▸ PAGE EXTRACT:
Hope Hicks resigned. (https://www.reuters.com/article/us-...-aide-hicks-resigns-white-house-idUSKCN1GC36J)
Where did you hear that Sanders did?


----------



## Stockton (Jun 21, 2017)

Prepared One said:


> He better start clarifying. If he is actually thinking about this as a solution the shit really will hit the fan. I got a bad feeling about this.


There is very little to clarify. He said take guns first
and due process second. He needs to state he was
wrong. He needs to state this was a mistake. It
won't happen.


----------



## 1895gunner (Sep 23, 2012)

And you'all are surprised? He means well - he's just a child in an overweight, old mans body. He really doesn't know any better. Did you vote for him?


----------



## Steve40th (Aug 17, 2016)

I think he is talking, asking, to do same crap some statez do when they confiscate due to someone saying he/she has mental, anger or whatever issues. For example, friend in CT had weapons taken during divorce proceedings.
I think thats what he is talking about. Not to justify, but some states have confiscate guns 
RED FLAG laws.


----------



## Kauboy (May 12, 2014)

Steve40th said:


> I think he is talking, asking, to do same crap some statez do when they confiscate due to someone saying he/she has mental, anger or whatever issues. For example, friend in CT had weapons taken during divorce proceedings.
> I think thats what he is talking about. Not to justify, but some states have confiscate guns
> RED FLAG laws.


Could be.
I heard Ben Shapiro talking about something like that, but it would still take a judge's order, would allow the affected person to protest the order, and would only be temporary unless evidence could be brought forth to extend it. It would only be possible to be initiated by a family member or close friend.


----------



## Back Pack Hack (Sep 15, 2016)

Stockton said:


> There is very little to clarify. He said take guns first
> and due process second. He needs to state he was
> wrong. He needs to state this was a mistake. It
> won't happen.


They already do that in some places. And not just with guns.

In some states, say you get pulled over for speeding. You have $5,000 in your pocket to pay cash for a used car. Next thing you know, your cash is gone. Oh, and the cops pull all the plastic out of your wallet. They'll drain your bank account(s), run all your credit cards up to their maximums, even take the cash value of any gift cards you have.


----------



## C.L.Ripley (Jul 6, 2014)

He is most certainly going to feel the blowback from this one. If he has any hope of being re elected he better restate what he means and he better do it quick. When they start going down the road of taking your guns for what is "perceieved" to be mental issues that could start encompassing a lot of territory. 

Start going down that road, especially as opportunistic as the left is about gun control and you might see the day where people are being reported and investigated for mental issues because they have a lot of guns and are preparing for the end of the world?


----------



## Sasquatch (Dec 12, 2014)

I think he just spitballing. Throwing ideas out. I'm not defending him outright. If he does truly try something like this I'll be the first to say I was wrong. 

But let's say, for argument's sake, some new law is enacted that does exactly what was said. Do any of you think a lawsuit won't be instant and won because of the 5th and 14th?


----------



## pakrat (Nov 18, 2012)

▸ AIM 1: Give back the part of the forum thread that opens with the words containing "They already do" and closes with "lot of territory.", copied word for word.

▸ DATA LINES:
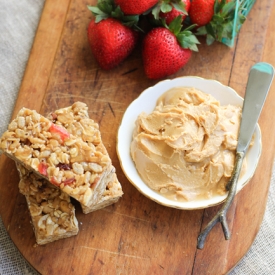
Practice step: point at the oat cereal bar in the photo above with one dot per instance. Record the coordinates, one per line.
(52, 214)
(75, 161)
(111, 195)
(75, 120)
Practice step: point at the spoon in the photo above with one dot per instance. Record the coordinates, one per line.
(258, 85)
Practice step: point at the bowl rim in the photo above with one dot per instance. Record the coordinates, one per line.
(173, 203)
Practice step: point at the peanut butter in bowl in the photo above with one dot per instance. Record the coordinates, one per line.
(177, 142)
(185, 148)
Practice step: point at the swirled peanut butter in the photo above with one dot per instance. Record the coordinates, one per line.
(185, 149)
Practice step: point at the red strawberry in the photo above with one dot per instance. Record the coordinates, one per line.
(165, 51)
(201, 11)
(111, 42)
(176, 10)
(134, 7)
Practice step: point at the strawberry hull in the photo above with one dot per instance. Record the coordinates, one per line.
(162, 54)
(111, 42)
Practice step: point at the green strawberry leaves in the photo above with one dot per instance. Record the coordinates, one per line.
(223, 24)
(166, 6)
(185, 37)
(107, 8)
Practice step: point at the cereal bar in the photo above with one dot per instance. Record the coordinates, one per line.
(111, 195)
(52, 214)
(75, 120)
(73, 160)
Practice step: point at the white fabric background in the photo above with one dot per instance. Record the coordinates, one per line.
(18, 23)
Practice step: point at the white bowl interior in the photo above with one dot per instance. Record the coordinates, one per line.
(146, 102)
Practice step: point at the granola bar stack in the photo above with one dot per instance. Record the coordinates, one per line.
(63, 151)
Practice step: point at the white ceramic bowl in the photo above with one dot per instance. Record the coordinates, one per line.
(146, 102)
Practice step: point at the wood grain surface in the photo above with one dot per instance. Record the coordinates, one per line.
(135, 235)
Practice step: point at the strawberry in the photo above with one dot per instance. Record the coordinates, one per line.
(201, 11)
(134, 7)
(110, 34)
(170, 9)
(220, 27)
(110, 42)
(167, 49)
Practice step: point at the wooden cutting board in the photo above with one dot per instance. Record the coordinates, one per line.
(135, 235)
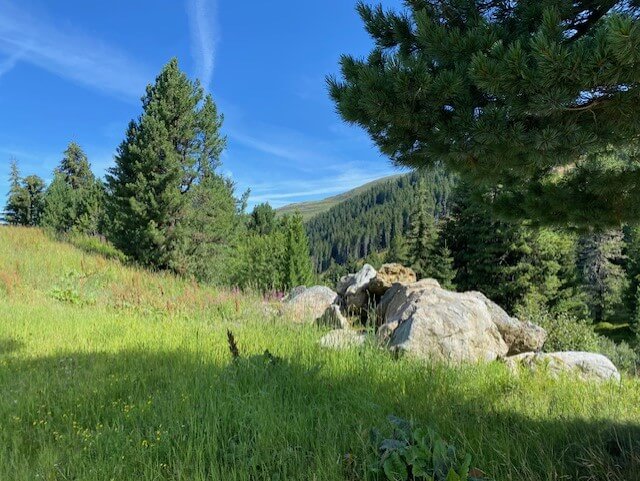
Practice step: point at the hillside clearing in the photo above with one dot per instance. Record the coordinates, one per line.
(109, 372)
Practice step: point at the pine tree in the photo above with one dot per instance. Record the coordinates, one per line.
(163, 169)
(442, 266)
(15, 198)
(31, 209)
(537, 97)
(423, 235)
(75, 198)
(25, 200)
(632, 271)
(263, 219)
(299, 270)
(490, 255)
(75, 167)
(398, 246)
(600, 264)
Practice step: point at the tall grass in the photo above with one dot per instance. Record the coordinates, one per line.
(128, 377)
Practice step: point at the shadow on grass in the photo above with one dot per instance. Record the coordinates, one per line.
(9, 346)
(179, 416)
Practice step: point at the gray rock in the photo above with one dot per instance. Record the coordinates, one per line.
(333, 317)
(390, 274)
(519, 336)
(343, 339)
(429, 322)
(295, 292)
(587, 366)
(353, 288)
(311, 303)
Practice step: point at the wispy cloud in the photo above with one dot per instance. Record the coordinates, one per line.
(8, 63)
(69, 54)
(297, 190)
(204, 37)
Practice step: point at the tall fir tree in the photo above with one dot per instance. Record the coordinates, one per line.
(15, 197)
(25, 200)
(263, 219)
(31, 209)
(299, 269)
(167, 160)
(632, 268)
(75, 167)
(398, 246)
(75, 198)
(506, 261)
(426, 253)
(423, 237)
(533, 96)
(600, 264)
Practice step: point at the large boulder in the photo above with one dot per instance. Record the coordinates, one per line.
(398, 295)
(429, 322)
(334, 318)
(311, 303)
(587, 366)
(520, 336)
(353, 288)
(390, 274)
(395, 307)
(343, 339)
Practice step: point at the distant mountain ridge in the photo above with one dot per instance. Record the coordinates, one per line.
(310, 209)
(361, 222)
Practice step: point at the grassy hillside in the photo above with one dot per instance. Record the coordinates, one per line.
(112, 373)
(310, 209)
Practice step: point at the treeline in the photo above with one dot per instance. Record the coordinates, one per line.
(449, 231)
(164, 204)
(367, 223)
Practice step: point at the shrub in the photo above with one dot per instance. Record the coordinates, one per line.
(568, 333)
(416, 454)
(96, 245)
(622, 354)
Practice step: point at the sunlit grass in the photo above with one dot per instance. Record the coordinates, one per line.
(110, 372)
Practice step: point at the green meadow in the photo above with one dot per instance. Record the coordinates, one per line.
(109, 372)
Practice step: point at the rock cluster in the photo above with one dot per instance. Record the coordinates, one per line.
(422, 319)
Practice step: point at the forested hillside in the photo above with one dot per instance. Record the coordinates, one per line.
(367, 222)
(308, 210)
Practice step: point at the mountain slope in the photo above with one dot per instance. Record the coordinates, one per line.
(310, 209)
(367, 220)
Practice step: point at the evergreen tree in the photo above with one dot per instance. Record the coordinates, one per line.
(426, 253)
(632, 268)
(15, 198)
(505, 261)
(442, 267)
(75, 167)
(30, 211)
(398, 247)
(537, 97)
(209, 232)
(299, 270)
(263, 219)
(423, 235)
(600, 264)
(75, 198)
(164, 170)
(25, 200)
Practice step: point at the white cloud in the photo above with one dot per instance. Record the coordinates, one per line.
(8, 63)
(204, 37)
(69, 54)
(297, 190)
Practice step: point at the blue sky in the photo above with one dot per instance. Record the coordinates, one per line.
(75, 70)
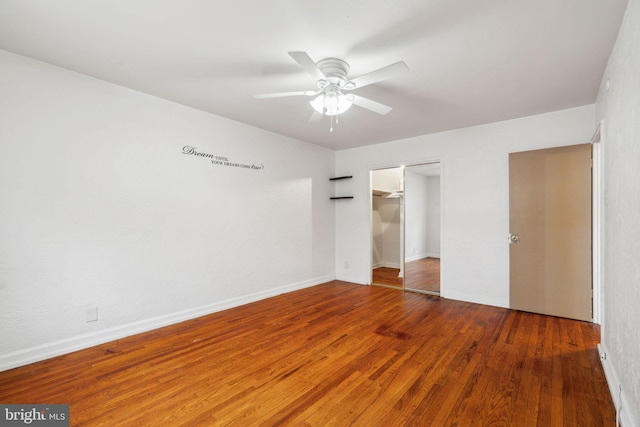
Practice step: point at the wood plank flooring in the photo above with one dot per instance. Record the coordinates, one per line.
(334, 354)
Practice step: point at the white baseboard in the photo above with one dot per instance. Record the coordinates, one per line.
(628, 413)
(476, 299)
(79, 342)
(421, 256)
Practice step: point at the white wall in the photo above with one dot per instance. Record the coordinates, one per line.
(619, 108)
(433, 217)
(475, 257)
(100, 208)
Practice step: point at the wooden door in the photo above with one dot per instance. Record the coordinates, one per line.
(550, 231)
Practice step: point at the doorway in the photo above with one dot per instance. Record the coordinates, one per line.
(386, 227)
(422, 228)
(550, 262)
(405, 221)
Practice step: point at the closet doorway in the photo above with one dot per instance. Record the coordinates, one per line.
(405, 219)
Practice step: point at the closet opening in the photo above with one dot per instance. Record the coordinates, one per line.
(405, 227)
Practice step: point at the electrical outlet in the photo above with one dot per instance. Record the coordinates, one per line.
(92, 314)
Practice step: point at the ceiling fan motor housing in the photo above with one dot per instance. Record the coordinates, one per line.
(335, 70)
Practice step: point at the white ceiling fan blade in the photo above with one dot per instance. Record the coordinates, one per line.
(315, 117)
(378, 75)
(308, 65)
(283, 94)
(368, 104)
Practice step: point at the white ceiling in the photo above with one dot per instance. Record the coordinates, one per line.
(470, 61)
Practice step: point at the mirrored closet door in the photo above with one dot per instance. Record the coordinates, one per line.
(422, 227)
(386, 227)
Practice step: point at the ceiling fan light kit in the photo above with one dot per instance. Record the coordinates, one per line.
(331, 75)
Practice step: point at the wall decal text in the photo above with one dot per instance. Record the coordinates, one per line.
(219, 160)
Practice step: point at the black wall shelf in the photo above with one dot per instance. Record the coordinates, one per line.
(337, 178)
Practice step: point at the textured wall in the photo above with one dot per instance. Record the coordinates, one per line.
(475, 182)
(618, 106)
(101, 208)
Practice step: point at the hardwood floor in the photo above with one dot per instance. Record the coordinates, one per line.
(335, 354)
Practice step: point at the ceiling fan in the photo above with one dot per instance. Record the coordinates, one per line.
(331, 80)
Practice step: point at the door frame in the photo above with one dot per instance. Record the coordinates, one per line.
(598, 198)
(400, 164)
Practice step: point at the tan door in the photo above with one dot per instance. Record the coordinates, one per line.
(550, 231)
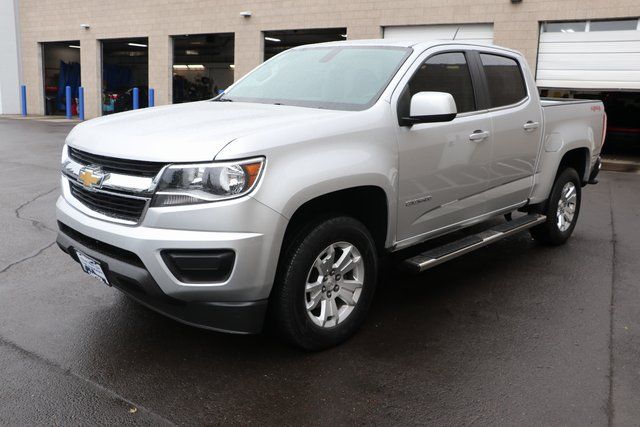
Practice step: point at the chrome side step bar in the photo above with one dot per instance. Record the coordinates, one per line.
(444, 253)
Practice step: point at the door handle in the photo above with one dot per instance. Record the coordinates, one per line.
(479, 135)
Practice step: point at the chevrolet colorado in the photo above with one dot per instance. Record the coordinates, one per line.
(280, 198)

---

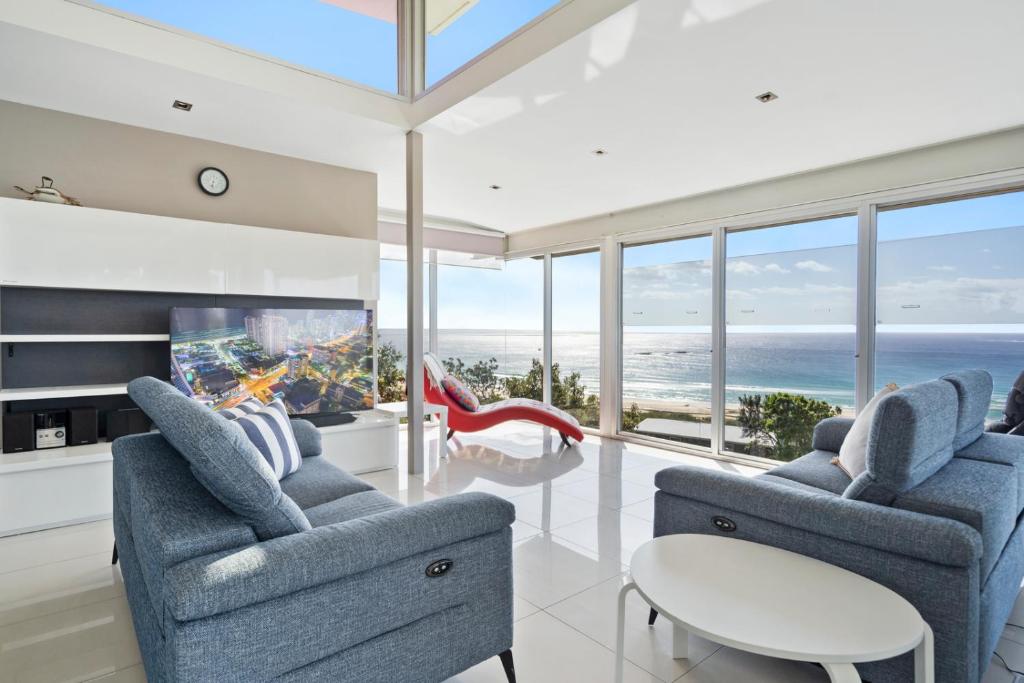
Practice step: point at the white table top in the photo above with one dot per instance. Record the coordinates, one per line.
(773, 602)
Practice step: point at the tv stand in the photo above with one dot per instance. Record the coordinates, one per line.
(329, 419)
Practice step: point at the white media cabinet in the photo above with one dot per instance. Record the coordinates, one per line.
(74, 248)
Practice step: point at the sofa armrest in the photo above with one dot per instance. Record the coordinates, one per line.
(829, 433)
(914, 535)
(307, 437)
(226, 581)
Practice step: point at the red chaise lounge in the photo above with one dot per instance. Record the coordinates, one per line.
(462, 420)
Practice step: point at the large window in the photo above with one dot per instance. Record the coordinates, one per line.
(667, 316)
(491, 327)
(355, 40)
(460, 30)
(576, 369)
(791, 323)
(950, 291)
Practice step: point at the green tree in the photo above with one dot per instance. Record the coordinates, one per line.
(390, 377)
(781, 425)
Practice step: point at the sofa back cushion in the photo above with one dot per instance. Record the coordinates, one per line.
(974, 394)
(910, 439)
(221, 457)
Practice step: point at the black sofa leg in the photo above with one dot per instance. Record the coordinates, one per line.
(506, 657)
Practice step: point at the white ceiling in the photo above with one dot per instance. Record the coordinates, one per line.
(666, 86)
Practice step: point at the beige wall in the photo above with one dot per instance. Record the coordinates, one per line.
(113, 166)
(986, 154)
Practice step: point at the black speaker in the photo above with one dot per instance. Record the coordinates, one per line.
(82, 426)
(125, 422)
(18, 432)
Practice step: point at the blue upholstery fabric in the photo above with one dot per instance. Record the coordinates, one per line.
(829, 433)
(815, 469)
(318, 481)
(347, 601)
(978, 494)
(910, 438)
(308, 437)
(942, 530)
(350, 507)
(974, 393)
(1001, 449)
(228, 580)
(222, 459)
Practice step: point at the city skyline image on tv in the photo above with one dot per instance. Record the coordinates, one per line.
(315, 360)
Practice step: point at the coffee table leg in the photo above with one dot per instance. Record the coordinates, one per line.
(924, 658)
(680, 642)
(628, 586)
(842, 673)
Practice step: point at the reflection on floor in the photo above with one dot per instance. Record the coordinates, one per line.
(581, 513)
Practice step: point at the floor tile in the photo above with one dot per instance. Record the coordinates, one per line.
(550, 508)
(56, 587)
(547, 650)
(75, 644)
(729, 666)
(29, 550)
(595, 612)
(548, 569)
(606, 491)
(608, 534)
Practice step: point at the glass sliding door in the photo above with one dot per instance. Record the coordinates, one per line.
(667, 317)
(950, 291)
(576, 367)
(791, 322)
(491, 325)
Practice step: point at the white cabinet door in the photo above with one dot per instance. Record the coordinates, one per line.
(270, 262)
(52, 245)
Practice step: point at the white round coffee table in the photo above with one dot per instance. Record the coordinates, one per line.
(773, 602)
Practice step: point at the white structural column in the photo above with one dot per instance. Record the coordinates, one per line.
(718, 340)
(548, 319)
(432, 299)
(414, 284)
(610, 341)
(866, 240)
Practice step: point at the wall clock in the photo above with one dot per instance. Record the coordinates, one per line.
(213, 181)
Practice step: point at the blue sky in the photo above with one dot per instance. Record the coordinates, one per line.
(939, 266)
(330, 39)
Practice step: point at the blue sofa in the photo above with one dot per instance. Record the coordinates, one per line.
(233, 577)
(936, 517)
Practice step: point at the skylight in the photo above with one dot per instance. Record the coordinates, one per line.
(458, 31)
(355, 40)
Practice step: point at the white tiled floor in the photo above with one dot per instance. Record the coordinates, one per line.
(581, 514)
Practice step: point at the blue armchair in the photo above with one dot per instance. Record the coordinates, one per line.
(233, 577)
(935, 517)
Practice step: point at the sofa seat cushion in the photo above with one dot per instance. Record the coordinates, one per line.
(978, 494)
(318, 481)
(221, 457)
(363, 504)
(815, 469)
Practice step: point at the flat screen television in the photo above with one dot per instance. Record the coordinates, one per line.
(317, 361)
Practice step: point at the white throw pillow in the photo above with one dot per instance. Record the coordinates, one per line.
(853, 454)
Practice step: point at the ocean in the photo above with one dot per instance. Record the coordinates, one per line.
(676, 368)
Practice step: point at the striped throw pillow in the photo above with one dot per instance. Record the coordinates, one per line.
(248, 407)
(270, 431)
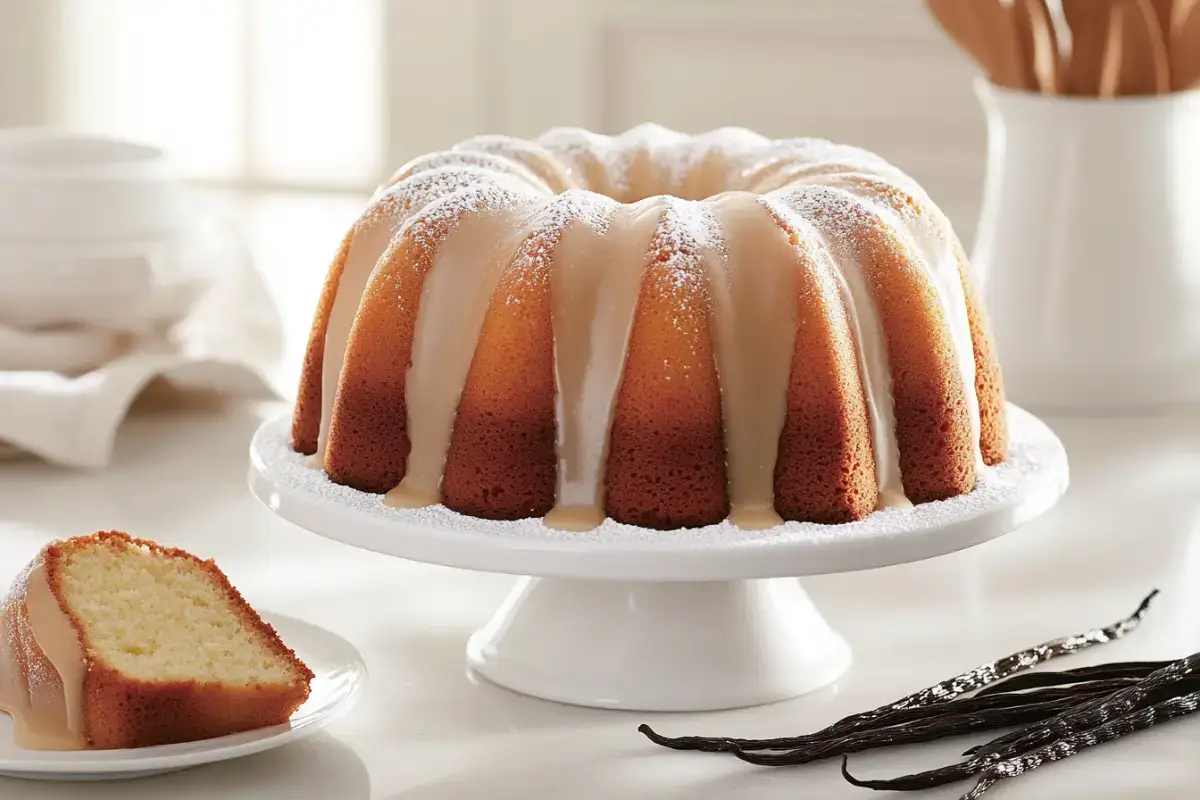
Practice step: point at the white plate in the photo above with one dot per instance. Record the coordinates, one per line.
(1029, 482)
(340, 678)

▸ AIM 2: Pick out every line of the listing that contains the string "sofa", matching upper and lower case exactly.

▸ RESPONSE 1:
They already do that in some places. And not just with guns.

In some states, say you get pulled over for speeding. You have $5,000 in your pocket to pay cash for a used car. Next thing you know, your cash is gone. Oh, and the cops pull all the plastic out of your wallet. They'll drain your bank account(s), run all your credit cards up to their maximums, even take the cash value of any gift cards you have.


----------



## C.L.Ripley (Jul 6, 2014)

He is most certainly going to feel the blowback from this one. If he has any hope of being re elected he better restate what he means and he better do it quick. When they start going down the road of taking your guns for what is "perceieved" to be mental issues that could start encompassing a lot of territory.

▸ RESPONSE 2:
Practice step: point at the sofa armrest in the photo above with one dot per instance. Record the coordinates, one per line.
Practice step: point at the sofa back cushion in the photo above with one dot per instance. Record the coordinates, one per line.
Practice step: point at the black sofa leg in the photo above with one dot per instance. Record the coordinates, one per line.
Practice step: point at the blue sofa in the photo above with one dot per instance. Record the coordinates, one per line.
Practice step: point at the sofa seat cushion in the photo above with one dot per instance. Record the coordinates, one per line.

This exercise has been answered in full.